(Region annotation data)
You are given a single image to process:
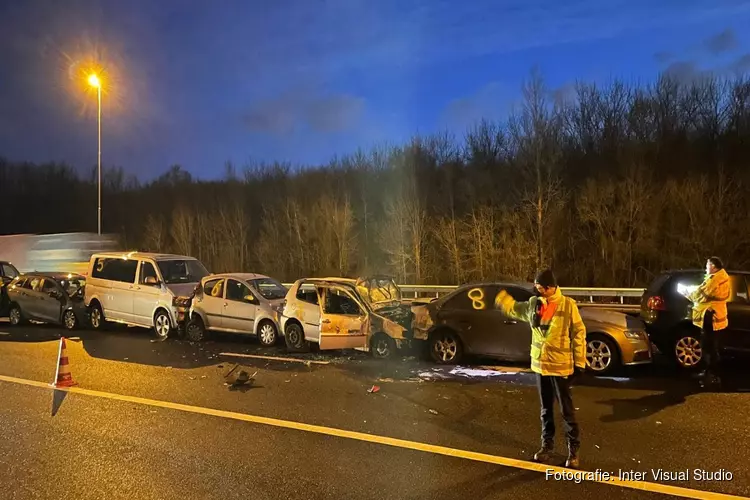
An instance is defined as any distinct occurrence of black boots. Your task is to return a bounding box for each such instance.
[534,442,581,469]
[565,445,581,469]
[534,441,555,464]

- What is required -
Switch "black boots" to "brown sandals" throughout the data, changing nothing else, and omit the pictures from your reply.

- Worked solution -
You are given a single image to process:
An instance is defined as any distinct occurrence of brown sandals. Your task is to return a bounding box for each such instance.
[534,442,581,469]
[565,445,581,469]
[534,441,555,464]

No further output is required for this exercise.